(Task goal):
Please return every line of the material below that contains the string "black", matching case exactly.
[Supplied information start]
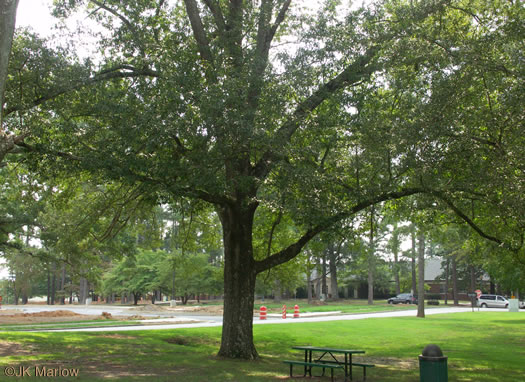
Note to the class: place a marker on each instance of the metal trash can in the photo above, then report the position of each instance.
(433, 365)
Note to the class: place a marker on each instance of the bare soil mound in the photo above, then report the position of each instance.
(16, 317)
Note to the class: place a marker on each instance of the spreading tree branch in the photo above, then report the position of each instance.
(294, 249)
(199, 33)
[Supplied information end]
[Supplied information start]
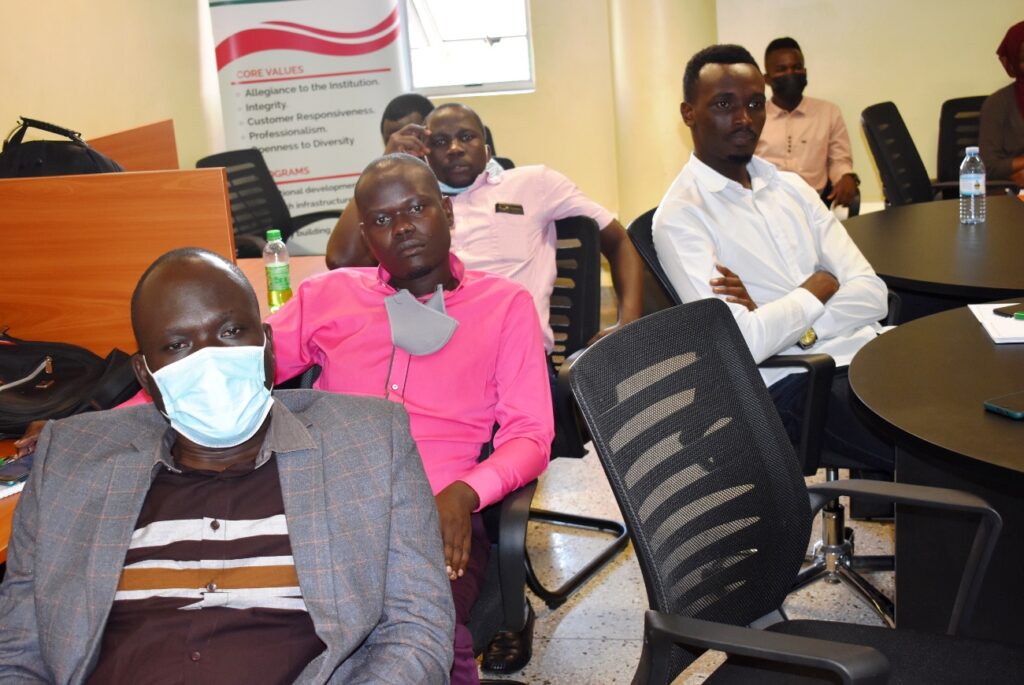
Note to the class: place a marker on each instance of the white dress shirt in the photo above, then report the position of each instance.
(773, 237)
[Supplied information end]
[Supplied information start]
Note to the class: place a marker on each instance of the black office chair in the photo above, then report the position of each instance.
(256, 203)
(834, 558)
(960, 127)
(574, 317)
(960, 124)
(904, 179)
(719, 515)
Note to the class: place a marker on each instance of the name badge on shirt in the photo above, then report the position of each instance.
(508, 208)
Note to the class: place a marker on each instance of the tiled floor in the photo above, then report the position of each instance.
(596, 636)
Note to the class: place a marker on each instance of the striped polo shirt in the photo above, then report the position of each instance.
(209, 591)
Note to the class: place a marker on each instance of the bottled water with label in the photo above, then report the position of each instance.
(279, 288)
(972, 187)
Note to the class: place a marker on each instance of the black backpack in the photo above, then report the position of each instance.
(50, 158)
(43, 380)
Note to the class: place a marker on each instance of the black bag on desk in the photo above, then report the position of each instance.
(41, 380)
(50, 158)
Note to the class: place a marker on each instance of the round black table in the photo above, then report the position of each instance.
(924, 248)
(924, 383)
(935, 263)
[Supplied information end]
(Exercise response):
Note to the class: place a marker on each instance of the black office chair in the photo above, then report the position of each instance.
Note to the class: place a marker on each instance of the black backpack in the photo above, then report the position of each instance.
Note to the class: place a marker on each instance of the black bag on desk in the photo above, then report the position of each instance.
Note to the class: place a marker on each instance of the round black table in the photo above, then report the position of each instance.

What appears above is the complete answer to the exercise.